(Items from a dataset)
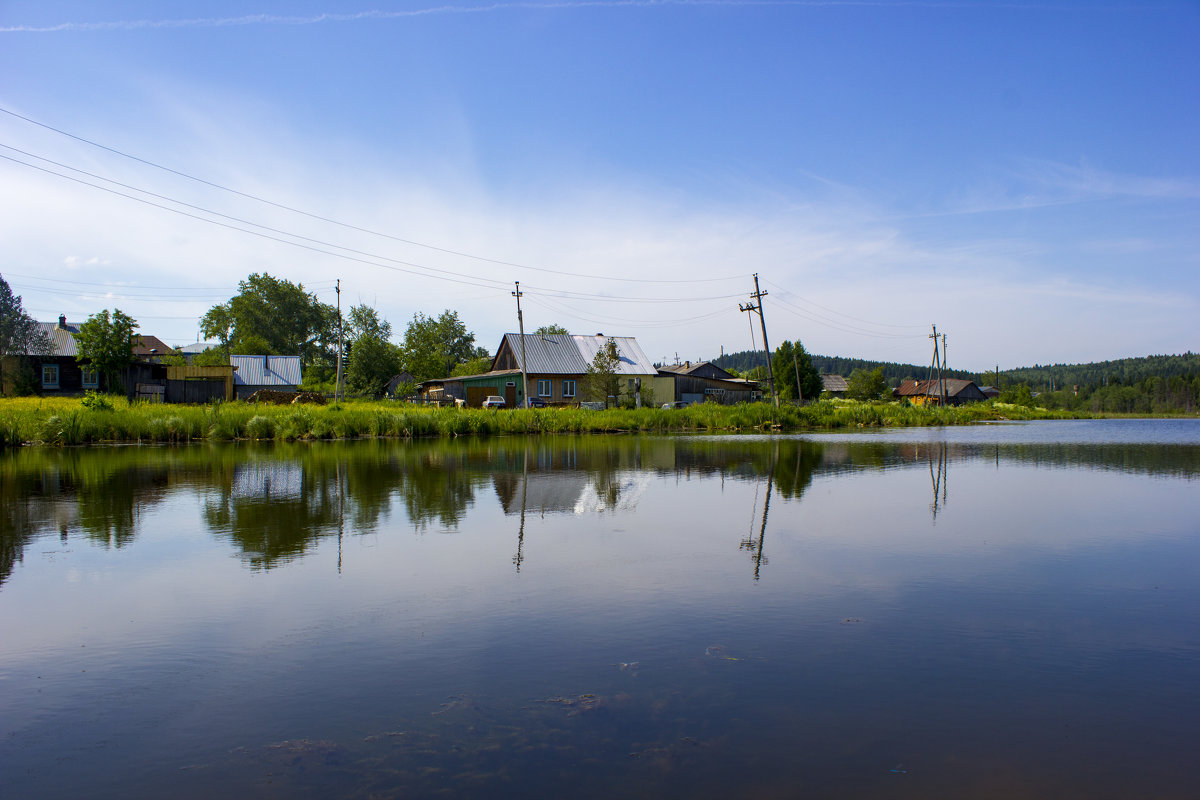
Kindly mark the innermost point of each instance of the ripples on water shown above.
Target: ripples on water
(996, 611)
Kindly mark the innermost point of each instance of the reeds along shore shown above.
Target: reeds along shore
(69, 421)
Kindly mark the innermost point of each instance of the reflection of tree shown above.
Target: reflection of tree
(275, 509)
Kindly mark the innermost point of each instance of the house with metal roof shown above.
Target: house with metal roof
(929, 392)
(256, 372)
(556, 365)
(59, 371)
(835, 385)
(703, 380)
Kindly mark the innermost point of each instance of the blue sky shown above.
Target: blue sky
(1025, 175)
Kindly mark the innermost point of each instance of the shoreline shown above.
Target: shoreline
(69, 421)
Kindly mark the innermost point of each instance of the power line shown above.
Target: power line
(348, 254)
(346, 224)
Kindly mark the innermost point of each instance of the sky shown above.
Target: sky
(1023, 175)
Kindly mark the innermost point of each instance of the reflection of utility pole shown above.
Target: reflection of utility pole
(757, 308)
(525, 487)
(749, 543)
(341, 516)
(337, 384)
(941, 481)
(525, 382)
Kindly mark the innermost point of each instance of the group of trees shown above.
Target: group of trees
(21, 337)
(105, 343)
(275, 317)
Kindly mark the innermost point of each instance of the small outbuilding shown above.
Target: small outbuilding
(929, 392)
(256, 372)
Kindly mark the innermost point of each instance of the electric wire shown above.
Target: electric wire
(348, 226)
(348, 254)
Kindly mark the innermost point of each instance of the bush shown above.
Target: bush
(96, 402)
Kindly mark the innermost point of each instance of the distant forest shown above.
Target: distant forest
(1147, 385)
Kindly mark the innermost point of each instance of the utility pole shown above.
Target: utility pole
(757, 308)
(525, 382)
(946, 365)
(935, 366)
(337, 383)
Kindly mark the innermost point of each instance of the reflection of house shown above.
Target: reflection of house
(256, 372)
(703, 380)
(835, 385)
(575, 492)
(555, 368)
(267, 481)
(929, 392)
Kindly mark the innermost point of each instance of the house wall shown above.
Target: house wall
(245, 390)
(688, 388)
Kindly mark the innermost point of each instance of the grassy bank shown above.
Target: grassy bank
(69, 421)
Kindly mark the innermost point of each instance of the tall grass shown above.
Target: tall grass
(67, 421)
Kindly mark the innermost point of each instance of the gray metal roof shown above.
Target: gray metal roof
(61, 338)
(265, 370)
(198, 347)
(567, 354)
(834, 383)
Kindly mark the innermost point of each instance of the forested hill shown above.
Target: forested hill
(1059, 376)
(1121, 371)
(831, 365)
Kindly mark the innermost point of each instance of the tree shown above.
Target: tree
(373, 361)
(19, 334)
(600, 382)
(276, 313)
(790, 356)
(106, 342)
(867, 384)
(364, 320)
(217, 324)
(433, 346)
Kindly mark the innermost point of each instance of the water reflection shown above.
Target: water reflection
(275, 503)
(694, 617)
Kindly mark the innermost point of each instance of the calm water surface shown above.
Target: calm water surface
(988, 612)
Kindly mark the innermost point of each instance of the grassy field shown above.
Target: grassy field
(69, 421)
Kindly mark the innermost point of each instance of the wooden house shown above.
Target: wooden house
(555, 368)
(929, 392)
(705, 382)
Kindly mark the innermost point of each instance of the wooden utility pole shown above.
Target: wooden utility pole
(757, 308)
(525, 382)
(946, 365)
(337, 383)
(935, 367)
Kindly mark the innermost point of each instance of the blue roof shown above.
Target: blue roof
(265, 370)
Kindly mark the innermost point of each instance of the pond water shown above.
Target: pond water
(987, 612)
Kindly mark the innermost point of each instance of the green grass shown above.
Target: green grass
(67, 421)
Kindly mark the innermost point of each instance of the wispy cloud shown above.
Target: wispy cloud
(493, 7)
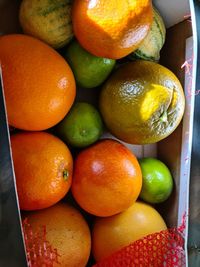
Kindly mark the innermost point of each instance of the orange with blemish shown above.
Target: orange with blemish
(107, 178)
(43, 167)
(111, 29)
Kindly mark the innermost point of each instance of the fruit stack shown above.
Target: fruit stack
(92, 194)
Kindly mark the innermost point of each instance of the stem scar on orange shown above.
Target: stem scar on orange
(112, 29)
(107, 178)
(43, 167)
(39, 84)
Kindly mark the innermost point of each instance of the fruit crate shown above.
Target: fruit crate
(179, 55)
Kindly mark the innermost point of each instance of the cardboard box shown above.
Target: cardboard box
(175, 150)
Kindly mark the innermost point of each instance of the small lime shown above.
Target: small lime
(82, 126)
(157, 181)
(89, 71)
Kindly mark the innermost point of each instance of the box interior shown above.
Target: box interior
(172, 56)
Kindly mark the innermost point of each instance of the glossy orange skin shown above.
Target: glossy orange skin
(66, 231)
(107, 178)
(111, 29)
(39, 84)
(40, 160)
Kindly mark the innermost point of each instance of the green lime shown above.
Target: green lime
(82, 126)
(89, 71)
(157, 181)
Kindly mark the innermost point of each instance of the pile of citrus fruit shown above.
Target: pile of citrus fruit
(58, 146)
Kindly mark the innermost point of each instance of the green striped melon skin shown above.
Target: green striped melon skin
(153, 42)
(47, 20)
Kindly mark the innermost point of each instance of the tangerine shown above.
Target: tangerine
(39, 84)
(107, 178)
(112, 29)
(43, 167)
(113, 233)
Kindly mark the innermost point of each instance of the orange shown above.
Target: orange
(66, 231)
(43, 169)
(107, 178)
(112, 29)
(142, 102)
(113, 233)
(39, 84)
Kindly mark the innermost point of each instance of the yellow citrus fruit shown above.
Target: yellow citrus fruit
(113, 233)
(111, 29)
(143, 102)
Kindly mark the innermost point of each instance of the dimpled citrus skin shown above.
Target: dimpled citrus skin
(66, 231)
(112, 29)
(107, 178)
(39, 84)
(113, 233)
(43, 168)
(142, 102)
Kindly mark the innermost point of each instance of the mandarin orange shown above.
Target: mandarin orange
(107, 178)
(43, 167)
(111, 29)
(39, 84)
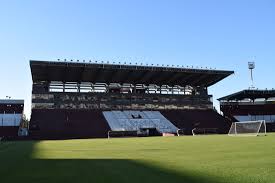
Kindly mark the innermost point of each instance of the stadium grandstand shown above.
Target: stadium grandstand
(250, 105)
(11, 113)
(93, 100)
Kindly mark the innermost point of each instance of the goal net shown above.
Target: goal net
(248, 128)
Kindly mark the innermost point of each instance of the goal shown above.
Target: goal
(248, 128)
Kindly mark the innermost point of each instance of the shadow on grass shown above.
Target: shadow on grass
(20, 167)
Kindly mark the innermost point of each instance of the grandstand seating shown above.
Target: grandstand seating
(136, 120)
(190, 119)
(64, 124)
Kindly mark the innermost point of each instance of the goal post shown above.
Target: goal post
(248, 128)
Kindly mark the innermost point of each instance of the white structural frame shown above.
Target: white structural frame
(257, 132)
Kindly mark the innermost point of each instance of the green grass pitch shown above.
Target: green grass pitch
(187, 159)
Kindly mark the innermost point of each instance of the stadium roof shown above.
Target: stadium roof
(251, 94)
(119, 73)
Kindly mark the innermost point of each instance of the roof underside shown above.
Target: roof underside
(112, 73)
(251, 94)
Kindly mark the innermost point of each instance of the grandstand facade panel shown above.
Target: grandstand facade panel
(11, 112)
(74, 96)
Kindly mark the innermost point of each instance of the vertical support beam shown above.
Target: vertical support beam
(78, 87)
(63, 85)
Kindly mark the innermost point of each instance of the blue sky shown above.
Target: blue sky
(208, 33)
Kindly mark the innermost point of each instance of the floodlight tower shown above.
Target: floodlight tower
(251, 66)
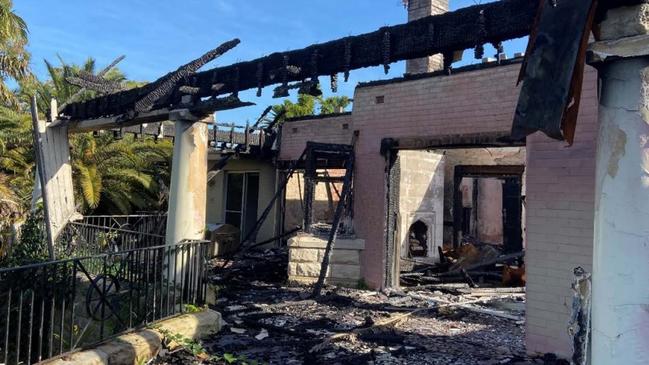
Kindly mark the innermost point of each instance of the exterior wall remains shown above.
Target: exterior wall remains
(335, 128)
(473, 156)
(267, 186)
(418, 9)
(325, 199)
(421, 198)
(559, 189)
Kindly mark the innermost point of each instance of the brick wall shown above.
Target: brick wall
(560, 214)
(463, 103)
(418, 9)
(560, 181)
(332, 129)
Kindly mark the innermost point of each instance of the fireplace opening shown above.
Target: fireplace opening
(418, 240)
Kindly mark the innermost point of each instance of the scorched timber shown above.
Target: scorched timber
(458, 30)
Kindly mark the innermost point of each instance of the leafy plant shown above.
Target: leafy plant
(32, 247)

* * *

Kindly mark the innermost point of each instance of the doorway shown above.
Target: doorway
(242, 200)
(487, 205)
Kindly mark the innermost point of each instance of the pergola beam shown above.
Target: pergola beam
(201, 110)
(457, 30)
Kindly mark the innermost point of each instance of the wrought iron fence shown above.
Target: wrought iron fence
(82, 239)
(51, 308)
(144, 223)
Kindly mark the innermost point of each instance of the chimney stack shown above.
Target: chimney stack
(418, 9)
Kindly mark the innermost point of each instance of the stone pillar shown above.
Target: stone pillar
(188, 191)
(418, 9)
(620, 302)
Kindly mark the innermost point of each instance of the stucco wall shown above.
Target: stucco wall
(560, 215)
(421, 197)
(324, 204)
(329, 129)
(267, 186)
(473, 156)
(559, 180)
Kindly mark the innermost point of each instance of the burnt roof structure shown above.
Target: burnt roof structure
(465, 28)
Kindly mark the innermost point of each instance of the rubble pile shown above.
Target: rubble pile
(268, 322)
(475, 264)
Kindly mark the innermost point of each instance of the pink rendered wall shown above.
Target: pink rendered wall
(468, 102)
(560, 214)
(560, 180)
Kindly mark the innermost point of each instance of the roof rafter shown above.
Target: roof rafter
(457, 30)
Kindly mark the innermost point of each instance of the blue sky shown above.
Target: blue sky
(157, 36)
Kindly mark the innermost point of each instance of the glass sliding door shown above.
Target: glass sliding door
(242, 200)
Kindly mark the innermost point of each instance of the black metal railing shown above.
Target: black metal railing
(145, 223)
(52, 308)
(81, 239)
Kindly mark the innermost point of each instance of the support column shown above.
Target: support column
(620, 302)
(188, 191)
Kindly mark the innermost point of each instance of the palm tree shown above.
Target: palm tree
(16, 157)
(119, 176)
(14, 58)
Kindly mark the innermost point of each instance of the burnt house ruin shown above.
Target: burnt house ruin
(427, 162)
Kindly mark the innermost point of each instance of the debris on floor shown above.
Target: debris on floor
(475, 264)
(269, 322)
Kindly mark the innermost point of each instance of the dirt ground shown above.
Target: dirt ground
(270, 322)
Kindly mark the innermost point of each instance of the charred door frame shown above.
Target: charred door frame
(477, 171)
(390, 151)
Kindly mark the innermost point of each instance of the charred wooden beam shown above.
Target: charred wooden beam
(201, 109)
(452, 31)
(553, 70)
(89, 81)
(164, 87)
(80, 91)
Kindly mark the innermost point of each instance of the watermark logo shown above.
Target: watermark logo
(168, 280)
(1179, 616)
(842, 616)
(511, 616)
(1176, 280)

▶ [Problem statement]
Write out the entries above exactly, from the line with "Kindly mark the innermost point of each instance of the ripples" to the line with "(1025, 175)", including both of those lines.

▶ [Output for this task]
Kindly mark the innermost point of each instance of the ripples on water shown above.
Target: ripples on water
(996, 611)
Kindly mark the innermost point of each instance of the reeds along shore shown above.
Target: reeds along shore
(69, 421)
Kindly mark the innermost point of each instance of the reflection of tree shown above.
Target: reflection of tree
(275, 509)
Kindly mark the innermost point of each instance of the house with metal roof shown above.
Target: house with metal roof
(929, 392)
(256, 372)
(556, 365)
(59, 371)
(835, 385)
(703, 380)
Kindly mark the innermost point of each instance of the blue sky shown above.
Target: blue sky
(1025, 175)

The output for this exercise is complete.